::: PROVIDED INFORMATION

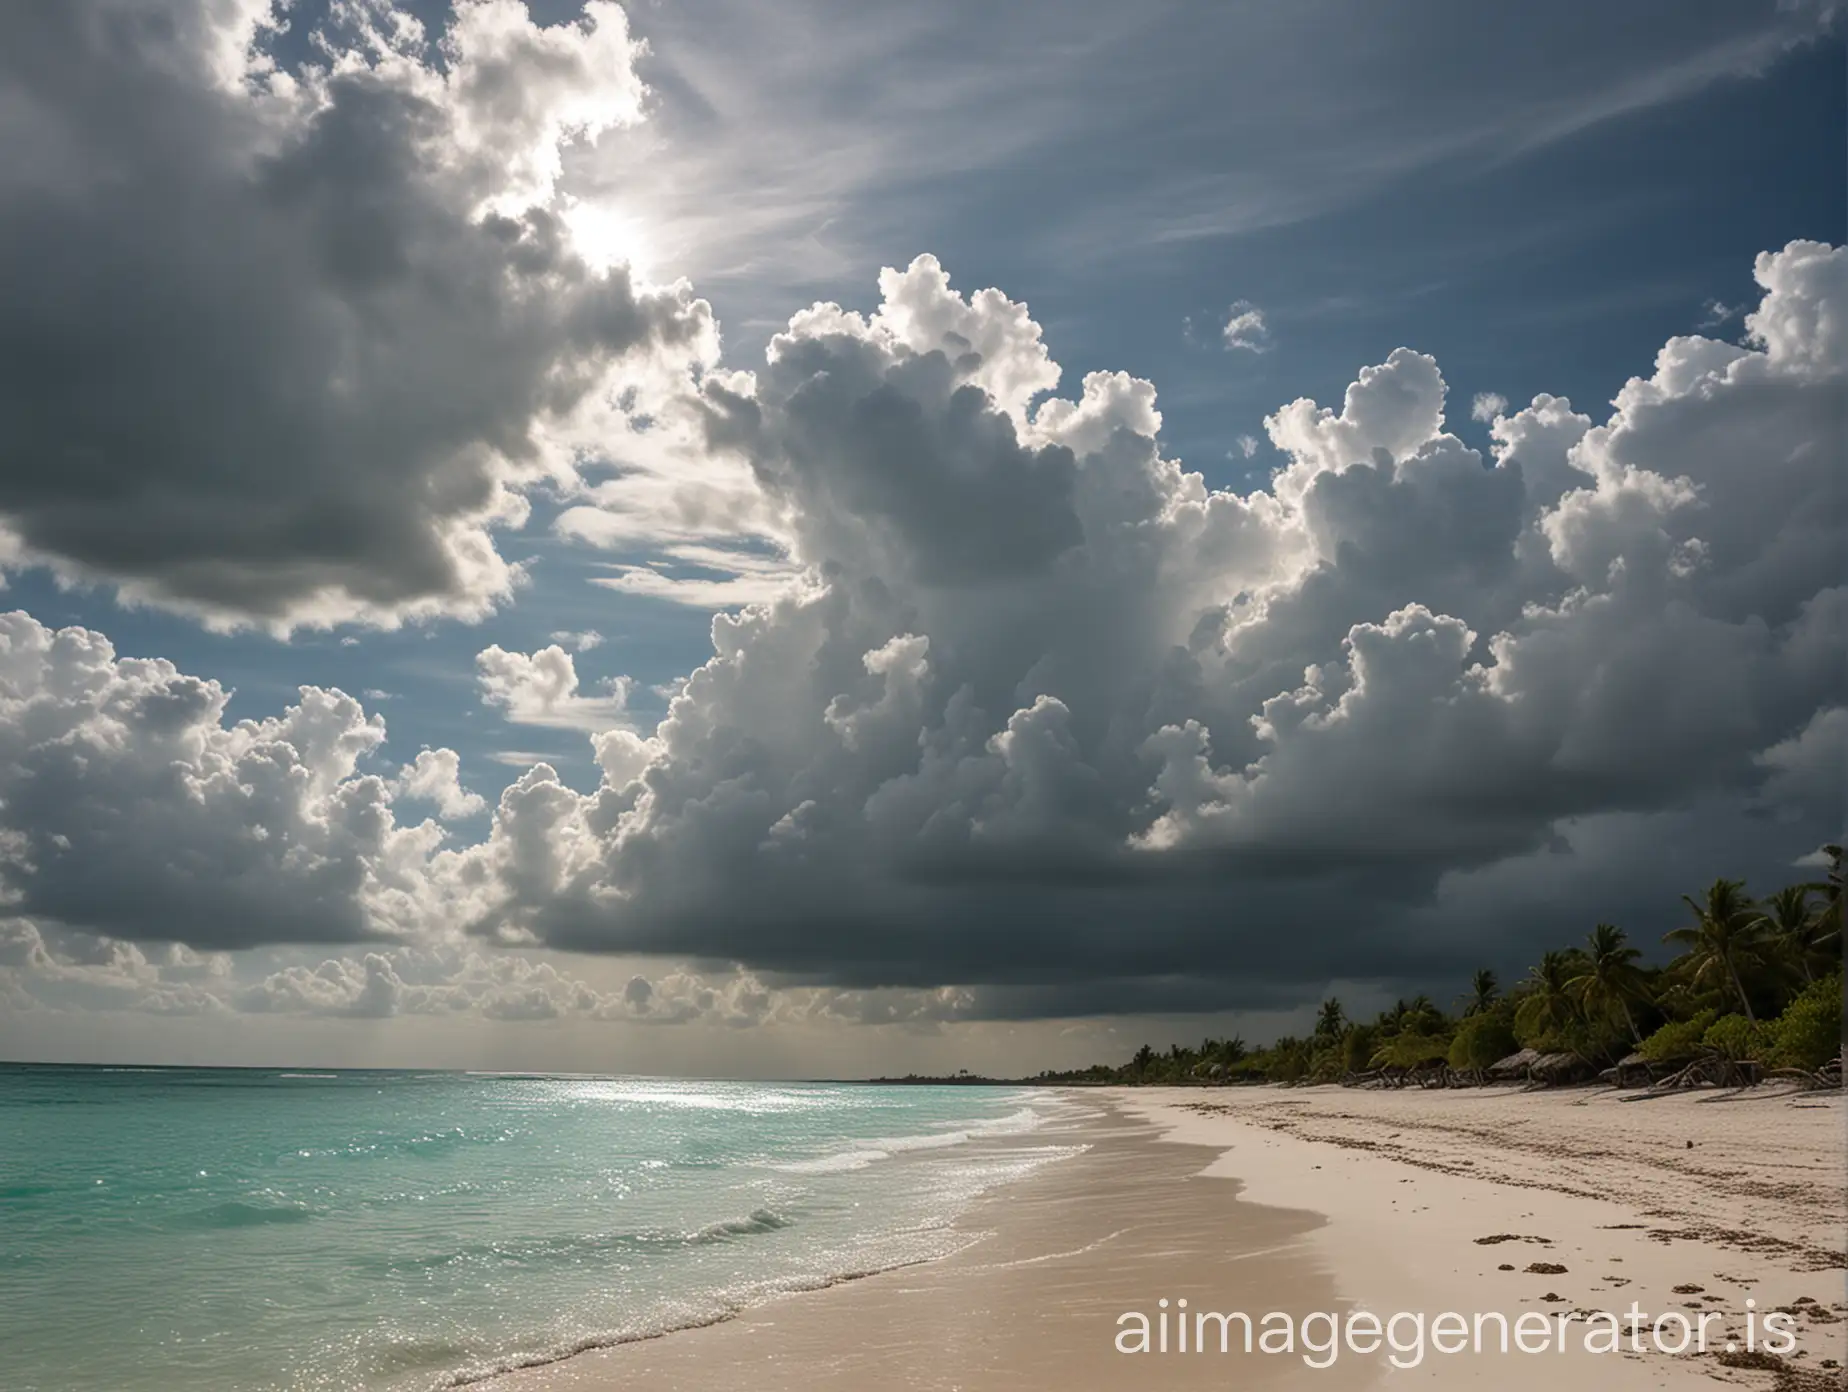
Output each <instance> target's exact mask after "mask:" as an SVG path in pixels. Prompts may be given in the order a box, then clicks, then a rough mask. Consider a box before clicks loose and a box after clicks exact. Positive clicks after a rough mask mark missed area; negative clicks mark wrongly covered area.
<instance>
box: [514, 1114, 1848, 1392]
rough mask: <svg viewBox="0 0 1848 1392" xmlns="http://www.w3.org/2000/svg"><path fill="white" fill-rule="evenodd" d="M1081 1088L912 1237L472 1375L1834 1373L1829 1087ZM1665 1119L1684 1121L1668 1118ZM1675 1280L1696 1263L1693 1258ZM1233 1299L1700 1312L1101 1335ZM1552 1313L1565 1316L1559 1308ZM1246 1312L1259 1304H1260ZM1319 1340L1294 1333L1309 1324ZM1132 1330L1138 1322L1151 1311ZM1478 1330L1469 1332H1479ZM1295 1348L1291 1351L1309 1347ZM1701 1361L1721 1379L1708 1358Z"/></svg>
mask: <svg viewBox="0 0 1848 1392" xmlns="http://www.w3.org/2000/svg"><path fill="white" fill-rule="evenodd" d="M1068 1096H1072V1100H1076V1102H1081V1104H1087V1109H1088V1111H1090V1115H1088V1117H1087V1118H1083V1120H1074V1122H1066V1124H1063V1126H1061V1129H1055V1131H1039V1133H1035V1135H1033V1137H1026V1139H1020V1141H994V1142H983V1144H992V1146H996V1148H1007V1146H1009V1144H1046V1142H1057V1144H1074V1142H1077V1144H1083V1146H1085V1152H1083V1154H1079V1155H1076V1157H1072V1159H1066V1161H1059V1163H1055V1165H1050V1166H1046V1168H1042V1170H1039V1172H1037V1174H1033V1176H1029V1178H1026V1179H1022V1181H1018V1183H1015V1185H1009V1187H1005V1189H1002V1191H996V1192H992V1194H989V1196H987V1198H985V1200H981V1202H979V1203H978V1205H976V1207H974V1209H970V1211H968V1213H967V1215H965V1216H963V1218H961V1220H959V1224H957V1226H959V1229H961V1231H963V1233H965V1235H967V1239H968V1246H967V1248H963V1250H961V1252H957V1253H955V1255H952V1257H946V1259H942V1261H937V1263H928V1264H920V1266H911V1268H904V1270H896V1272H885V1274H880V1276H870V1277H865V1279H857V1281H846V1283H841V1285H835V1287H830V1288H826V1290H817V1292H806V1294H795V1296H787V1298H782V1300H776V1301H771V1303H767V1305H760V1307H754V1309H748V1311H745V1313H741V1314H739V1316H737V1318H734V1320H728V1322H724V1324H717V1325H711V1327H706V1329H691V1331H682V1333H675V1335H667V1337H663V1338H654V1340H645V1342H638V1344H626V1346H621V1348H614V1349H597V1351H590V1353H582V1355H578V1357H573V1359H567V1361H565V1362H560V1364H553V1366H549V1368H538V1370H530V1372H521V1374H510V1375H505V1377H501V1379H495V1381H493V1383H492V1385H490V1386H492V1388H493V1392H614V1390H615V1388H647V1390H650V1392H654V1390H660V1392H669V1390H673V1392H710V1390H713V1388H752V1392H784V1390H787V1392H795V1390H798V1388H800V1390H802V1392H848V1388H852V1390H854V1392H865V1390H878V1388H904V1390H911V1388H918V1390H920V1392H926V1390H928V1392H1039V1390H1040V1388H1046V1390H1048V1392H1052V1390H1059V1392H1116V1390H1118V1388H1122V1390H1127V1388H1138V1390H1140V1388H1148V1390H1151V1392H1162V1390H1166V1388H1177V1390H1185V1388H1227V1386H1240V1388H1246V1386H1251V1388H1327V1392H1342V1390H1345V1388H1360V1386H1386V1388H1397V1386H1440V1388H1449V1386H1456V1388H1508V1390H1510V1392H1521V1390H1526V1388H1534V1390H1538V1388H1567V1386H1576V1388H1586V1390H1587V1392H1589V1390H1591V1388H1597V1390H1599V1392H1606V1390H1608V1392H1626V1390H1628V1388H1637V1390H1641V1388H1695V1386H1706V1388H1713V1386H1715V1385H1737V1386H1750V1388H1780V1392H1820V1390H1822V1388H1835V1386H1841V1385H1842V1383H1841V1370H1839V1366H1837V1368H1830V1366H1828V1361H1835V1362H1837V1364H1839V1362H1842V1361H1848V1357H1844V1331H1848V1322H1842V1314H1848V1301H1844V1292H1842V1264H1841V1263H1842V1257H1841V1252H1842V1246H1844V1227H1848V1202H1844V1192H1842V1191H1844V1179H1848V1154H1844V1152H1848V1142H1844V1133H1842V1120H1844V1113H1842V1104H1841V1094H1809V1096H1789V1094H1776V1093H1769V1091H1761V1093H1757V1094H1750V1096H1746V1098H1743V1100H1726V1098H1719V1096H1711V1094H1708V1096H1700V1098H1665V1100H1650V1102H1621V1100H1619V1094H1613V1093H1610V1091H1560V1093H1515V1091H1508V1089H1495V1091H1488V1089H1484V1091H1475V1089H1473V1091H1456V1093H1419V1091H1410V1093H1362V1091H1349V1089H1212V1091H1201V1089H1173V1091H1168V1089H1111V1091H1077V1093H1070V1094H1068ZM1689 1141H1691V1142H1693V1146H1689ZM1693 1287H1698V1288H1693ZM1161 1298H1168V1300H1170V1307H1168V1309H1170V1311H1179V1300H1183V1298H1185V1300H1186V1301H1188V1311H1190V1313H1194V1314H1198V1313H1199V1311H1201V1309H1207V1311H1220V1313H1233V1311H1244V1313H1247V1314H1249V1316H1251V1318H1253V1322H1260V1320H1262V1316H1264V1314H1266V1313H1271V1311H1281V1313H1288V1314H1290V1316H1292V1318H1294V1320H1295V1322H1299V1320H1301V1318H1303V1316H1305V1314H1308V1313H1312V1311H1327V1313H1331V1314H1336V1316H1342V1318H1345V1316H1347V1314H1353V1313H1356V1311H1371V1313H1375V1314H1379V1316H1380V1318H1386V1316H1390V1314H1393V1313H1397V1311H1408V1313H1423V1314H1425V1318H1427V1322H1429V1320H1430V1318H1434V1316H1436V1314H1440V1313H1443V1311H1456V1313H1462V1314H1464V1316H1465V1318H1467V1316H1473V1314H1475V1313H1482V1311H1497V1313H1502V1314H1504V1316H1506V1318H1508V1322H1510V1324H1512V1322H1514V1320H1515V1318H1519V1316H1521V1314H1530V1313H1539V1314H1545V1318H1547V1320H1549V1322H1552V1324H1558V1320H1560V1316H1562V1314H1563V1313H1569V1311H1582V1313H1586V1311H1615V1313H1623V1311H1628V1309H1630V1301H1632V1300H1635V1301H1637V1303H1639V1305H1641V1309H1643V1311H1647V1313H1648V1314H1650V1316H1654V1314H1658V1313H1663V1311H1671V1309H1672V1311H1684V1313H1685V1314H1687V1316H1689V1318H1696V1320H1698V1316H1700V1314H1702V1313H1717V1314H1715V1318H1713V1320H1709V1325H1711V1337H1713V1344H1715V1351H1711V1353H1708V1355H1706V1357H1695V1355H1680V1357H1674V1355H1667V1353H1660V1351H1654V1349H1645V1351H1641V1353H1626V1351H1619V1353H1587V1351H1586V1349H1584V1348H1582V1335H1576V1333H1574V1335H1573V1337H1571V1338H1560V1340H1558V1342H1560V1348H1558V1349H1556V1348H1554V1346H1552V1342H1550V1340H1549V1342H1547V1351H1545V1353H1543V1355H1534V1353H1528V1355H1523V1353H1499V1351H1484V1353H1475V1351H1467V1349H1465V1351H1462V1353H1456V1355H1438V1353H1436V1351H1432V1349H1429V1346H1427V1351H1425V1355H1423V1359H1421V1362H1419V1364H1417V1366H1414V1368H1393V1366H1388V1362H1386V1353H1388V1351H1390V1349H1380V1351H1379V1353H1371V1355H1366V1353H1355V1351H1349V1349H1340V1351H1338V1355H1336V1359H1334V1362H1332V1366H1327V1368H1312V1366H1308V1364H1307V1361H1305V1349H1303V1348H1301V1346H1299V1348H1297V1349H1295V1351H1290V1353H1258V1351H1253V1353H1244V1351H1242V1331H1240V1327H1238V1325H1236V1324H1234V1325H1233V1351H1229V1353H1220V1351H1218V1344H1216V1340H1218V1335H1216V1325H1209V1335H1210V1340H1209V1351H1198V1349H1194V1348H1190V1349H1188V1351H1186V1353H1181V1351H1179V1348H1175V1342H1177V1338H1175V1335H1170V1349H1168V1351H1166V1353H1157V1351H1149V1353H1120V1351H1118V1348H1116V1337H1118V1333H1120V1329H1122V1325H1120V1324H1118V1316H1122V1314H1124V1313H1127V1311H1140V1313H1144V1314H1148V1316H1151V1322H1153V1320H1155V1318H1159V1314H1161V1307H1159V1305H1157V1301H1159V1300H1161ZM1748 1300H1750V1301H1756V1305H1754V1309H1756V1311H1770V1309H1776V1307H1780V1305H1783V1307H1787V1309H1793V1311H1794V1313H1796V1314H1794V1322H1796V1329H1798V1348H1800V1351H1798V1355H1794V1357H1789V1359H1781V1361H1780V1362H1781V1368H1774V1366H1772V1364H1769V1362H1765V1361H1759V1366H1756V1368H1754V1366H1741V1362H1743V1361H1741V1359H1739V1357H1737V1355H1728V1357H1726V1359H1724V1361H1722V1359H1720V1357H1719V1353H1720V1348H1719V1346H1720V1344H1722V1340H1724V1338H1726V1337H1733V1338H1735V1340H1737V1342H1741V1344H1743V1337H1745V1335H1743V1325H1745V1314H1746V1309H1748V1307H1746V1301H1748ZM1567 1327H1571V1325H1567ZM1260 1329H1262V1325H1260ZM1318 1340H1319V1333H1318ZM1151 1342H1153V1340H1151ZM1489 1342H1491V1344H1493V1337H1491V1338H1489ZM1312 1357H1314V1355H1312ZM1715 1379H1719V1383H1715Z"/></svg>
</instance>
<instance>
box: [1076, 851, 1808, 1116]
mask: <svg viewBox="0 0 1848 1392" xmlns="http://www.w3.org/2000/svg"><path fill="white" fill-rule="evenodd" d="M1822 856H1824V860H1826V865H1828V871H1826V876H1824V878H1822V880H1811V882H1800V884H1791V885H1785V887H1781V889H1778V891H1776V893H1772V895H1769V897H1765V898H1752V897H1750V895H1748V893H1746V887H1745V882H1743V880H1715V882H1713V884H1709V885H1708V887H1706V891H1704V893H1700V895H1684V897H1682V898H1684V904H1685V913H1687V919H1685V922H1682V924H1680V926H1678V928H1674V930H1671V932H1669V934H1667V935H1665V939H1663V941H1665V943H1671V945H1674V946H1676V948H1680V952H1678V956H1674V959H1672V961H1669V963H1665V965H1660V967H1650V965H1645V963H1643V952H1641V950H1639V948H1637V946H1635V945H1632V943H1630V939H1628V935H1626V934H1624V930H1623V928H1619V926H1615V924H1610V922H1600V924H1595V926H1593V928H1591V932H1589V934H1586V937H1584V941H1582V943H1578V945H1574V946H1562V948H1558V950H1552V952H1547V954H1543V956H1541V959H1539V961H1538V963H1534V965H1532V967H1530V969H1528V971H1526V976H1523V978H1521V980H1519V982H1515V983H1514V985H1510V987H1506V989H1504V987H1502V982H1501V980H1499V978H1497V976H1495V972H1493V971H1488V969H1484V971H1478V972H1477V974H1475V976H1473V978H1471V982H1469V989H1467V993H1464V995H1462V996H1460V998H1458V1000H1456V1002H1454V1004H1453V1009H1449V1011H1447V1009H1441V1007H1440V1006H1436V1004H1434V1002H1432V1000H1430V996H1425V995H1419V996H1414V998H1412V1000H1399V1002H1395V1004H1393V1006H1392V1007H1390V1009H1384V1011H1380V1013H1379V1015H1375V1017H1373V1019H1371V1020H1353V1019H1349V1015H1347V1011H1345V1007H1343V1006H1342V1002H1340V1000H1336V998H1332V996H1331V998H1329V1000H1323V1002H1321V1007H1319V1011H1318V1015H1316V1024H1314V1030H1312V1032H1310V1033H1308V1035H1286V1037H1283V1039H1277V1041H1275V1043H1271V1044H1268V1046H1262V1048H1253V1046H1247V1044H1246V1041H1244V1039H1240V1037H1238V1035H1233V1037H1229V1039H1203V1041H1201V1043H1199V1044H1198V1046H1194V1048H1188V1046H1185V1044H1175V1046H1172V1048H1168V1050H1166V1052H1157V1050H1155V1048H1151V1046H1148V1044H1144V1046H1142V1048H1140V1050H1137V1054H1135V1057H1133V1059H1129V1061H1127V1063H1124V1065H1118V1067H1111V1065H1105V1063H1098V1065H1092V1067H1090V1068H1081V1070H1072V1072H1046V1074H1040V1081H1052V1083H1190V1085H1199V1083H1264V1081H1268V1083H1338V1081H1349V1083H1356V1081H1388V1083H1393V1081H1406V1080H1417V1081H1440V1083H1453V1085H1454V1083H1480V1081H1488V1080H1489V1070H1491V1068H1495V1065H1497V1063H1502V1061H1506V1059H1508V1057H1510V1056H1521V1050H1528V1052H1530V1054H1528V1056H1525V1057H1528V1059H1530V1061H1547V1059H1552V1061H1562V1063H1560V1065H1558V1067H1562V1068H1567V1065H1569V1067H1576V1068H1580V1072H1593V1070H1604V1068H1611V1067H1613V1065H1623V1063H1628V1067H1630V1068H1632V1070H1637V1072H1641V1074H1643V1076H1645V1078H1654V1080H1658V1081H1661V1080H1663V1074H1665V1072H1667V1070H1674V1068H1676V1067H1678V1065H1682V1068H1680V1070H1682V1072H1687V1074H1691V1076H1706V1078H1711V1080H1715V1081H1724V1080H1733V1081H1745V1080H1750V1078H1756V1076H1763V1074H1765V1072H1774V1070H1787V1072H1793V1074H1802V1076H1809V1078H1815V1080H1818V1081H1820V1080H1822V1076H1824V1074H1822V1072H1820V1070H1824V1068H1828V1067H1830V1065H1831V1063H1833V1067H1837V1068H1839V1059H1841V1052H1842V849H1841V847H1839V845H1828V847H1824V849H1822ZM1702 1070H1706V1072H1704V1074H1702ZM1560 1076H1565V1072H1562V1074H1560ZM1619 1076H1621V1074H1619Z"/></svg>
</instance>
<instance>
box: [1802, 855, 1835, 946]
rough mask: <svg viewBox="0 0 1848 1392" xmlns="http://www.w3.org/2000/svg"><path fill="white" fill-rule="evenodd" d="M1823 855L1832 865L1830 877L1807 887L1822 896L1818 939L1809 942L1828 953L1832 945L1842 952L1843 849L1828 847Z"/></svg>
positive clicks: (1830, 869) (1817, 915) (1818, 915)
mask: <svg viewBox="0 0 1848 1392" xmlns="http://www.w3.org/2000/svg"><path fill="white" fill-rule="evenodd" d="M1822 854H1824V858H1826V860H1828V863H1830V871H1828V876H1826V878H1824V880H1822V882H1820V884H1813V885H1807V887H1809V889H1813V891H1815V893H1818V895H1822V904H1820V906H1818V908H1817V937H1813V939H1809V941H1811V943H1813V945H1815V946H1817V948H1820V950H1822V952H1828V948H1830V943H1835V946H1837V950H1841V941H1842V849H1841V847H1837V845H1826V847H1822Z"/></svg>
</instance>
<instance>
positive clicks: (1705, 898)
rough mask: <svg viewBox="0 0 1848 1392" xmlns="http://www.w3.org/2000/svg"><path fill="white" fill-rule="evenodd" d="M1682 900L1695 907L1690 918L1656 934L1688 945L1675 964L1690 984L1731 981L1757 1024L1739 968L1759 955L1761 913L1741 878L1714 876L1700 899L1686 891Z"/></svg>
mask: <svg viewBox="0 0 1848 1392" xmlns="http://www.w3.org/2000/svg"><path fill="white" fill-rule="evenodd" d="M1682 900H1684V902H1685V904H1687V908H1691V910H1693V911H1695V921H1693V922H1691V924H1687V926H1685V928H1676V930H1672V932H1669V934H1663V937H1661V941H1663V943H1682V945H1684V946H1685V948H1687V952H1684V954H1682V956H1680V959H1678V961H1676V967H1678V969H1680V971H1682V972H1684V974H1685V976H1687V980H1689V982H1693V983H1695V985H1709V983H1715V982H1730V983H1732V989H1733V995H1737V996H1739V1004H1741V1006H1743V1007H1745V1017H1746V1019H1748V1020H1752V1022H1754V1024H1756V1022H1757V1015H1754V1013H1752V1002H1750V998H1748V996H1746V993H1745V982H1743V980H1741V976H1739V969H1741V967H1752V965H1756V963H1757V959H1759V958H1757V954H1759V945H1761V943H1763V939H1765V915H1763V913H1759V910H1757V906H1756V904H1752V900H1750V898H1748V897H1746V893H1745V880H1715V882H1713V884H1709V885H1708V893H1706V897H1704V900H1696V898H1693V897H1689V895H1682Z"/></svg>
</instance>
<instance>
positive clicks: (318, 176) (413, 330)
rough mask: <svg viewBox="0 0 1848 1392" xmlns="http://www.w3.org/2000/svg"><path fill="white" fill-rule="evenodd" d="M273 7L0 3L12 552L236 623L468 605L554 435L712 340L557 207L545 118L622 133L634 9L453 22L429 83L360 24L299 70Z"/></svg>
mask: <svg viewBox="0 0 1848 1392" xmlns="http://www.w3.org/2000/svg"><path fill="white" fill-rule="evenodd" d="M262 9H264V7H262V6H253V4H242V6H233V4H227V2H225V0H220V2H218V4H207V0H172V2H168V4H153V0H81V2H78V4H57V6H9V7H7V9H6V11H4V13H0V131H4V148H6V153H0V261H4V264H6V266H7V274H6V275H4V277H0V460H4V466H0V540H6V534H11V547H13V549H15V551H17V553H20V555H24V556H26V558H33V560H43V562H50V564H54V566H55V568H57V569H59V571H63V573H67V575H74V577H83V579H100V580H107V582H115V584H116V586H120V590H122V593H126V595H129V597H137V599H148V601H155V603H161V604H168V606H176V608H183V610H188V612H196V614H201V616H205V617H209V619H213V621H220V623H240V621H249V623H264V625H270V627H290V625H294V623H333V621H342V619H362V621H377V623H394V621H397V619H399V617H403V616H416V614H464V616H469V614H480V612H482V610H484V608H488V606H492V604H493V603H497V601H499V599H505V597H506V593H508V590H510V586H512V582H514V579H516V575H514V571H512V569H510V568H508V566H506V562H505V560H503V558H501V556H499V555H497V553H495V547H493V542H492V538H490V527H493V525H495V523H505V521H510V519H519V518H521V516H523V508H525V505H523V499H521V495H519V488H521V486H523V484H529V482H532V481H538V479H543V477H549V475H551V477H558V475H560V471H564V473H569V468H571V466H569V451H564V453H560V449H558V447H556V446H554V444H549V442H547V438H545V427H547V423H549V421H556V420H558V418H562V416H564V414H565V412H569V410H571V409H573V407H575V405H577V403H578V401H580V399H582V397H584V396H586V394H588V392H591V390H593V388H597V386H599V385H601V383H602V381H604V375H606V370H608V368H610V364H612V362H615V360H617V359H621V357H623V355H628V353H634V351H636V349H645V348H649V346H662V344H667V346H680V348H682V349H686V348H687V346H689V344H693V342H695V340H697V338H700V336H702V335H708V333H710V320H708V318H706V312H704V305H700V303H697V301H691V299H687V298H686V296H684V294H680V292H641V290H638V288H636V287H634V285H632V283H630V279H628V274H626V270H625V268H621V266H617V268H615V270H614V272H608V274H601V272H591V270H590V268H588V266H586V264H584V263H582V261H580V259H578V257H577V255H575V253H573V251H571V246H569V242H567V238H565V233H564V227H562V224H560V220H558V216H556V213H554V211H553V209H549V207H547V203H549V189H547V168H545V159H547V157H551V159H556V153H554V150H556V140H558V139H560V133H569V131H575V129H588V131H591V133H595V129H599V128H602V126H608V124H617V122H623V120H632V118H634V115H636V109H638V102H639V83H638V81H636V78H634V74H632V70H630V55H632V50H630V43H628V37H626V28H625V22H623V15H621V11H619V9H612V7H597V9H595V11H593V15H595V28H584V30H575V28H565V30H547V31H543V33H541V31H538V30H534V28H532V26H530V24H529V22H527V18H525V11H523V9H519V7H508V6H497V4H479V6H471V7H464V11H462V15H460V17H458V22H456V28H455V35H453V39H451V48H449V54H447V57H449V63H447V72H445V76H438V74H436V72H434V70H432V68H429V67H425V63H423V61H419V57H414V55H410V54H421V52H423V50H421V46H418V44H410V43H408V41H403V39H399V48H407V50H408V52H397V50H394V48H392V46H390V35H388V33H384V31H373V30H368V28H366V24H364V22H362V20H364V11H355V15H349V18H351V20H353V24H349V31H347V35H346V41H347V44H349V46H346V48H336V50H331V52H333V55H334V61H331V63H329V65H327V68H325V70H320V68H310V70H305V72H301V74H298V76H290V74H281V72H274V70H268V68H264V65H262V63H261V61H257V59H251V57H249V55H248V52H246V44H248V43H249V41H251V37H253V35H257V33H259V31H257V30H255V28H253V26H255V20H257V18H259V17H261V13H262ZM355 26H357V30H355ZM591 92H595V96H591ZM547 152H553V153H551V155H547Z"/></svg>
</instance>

::::::

> AIM OF THE TASK
Return exactly the lines of the data, beginning with the first and ending with the line containing "box: [514, 1114, 1848, 1392]". Skip the pictures.

> TASK RESPONSE
Output each <instance> target's exact mask after "mask:" as an SVG path in pixels. Prompts may be given in the order a box, then clicks, then a rough mask. Consider a box before clicks loose and a box after clicks exact. Positive clicks after a rough mask mark missed area; negative clicks mark wrongly covered area.
<instance>
box: [514, 1114, 1848, 1392]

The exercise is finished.